» **Enunciado**: Copie sem mudar nada o trecho do texto sobre a poesia de hoje, de "cambiantes vermelhos –" a "que é incompreensível)".

» **Excerto da página**:
----------

Para onde foram os Zéfiros perfumados? Porque é que nos verdes campos só há seca palha? Porque é que a poesia neste início de milénio é tão depressiva, deprimente e obscura? Os poetas já não se apaixonam, já não glosam o amor, já não sofrem o amor, sofrem o peso do cinismo urbano, glosam apenas a decadência ontológica e choram algo que ainda não percebi muito bem o que é. Eu não conheço muitos poetas contemporâneos e os poucos versos a que acedo resultam do facto de, por razões várias, lhes consultar os blogs. Contudo, embora até sejam umas pessoas agradáveis, não consigo sofrer a sua poesia:
ontem estive no inferno
sabes o que me assustou mais?
foi não ter dado por nada
ontem estive no inferno e não dei por nada porque o que existe lá é o mesmo que existe aqui
ontem estive no inferno e estive mesmo para te chamar
mas achei que não ias querer ver
e o novo que tinha não era mau o suficiente
(…)
(…)
Ao fim do pátio, onde a alma da casa termina, está
uma taça de granito. Bebedouro de pássaros nos meses
quentes, cobre-se de medronhos
pelos cálidos dias outonais do verão de São Martinho.
Em oferta, do áspero amarelo ao quente laranja,
no contraste da pedra o meio dia intensifica de brilho
.
cambiantes vermelhos – rosa vivíssimo e sangue
esmagado – o calor abre em ouro o corpo do fruto,
insectos despertam de um íntimo, longínquo mundo de
treva, como se subissem da mais antiga morte, da mais profunda vida.
José Miguel da Silva, Mãe-do-Fogo, Relógio d’Água, 2009
Ou do mais mediático Pedro Mexia
Duplo Império
Atravesso as pontes mas
(o que é incompreensível)
não atravesso os rios,
preso como uma seta
nos efeitos precários da vontade.

----------

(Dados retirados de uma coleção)
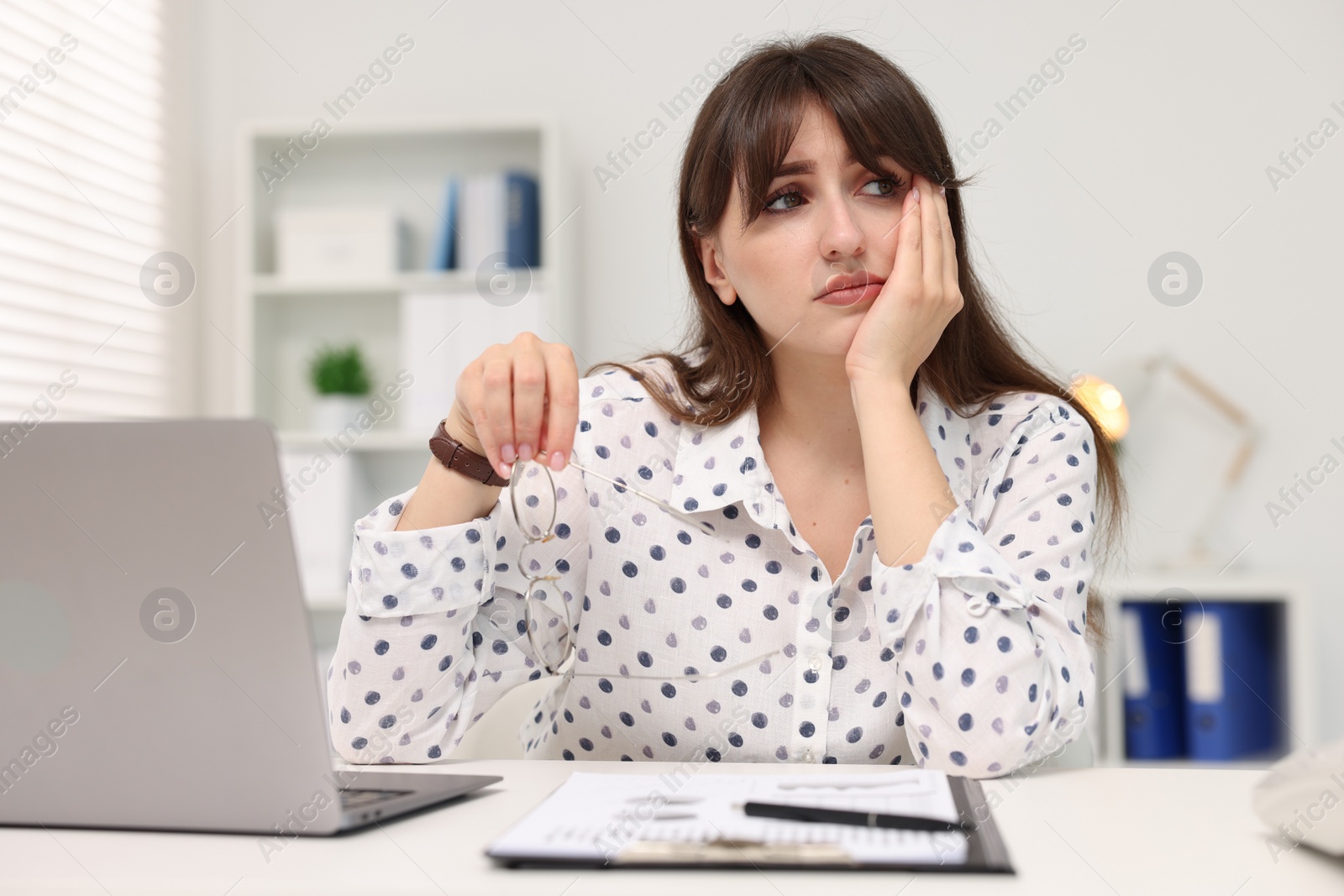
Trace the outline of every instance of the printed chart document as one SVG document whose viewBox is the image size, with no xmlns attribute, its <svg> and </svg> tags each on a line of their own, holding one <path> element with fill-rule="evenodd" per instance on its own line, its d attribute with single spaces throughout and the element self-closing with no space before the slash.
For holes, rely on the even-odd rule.
<svg viewBox="0 0 1344 896">
<path fill-rule="evenodd" d="M 746 802 L 915 815 L 917 832 L 747 815 Z M 964 825 L 965 822 L 972 822 Z M 859 775 L 574 772 L 487 848 L 511 865 L 808 865 L 1012 873 L 978 782 Z"/>
</svg>

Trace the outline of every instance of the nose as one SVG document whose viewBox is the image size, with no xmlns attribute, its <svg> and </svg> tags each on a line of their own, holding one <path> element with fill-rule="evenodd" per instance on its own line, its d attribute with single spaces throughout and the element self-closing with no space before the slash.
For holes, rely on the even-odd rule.
<svg viewBox="0 0 1344 896">
<path fill-rule="evenodd" d="M 853 210 L 843 197 L 835 197 L 825 203 L 825 214 L 818 215 L 821 232 L 818 234 L 818 249 L 821 257 L 835 262 L 841 258 L 863 254 L 866 239 L 863 228 L 855 220 Z"/>
</svg>

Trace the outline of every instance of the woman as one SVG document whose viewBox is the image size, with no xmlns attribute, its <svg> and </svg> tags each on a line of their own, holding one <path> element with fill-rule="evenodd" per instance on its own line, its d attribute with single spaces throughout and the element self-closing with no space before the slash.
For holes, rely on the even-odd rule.
<svg viewBox="0 0 1344 896">
<path fill-rule="evenodd" d="M 1078 737 L 1116 458 L 996 320 L 965 183 L 876 52 L 743 58 L 681 167 L 691 349 L 579 380 L 563 345 L 492 345 L 442 427 L 480 467 L 433 459 L 358 523 L 340 755 L 448 756 L 555 669 L 530 756 L 993 776 Z"/>
</svg>

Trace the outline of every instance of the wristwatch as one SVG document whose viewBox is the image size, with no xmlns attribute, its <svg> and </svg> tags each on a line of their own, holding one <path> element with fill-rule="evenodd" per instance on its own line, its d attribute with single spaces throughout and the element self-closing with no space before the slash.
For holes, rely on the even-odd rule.
<svg viewBox="0 0 1344 896">
<path fill-rule="evenodd" d="M 429 450 L 444 466 L 485 485 L 508 485 L 508 480 L 495 472 L 488 458 L 449 435 L 445 423 L 448 423 L 446 416 L 438 422 L 438 429 L 429 439 Z"/>
</svg>

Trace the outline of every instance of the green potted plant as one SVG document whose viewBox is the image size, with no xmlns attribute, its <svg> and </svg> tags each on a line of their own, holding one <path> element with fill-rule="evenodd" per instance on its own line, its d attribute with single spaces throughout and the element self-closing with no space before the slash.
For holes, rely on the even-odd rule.
<svg viewBox="0 0 1344 896">
<path fill-rule="evenodd" d="M 313 429 L 319 433 L 336 433 L 364 410 L 368 368 L 355 343 L 323 345 L 309 361 L 308 377 L 317 392 Z"/>
</svg>

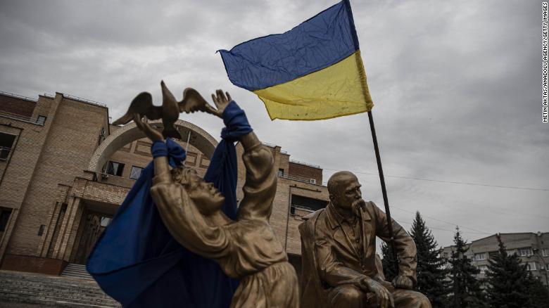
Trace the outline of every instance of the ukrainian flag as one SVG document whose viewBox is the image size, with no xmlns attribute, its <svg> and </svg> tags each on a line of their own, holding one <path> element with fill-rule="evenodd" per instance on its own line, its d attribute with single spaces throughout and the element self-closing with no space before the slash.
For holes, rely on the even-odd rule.
<svg viewBox="0 0 549 308">
<path fill-rule="evenodd" d="M 220 52 L 231 82 L 257 94 L 271 120 L 329 119 L 374 105 L 348 0 Z"/>
</svg>

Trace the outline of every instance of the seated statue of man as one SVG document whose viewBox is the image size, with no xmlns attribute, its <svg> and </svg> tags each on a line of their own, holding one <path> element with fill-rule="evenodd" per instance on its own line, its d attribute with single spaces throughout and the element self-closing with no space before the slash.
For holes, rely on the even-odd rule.
<svg viewBox="0 0 549 308">
<path fill-rule="evenodd" d="M 385 213 L 365 202 L 357 177 L 336 172 L 328 181 L 330 202 L 299 226 L 303 262 L 302 307 L 431 307 L 412 291 L 416 281 L 416 248 L 412 237 L 392 222 L 399 273 L 393 284 L 376 266 L 376 236 L 390 237 Z"/>
</svg>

----------

» **Resposta final**:
cambiantes vermelhos – rosa vivíssimo e sangue
esmagado – o calor abre em ouro o corpo do fruto,
insectos despertam de um íntimo, longínquo mundo de
treva, como se subissem da mais antiga morte, da mais profunda vida.
José Miguel da Silva, Mãe-do-Fogo, Relógio d’Água, 2009
Ou do mais mediático Pedro Mexia
Duplo Império
Atravesso as pontes mas
(o que é incompreensível)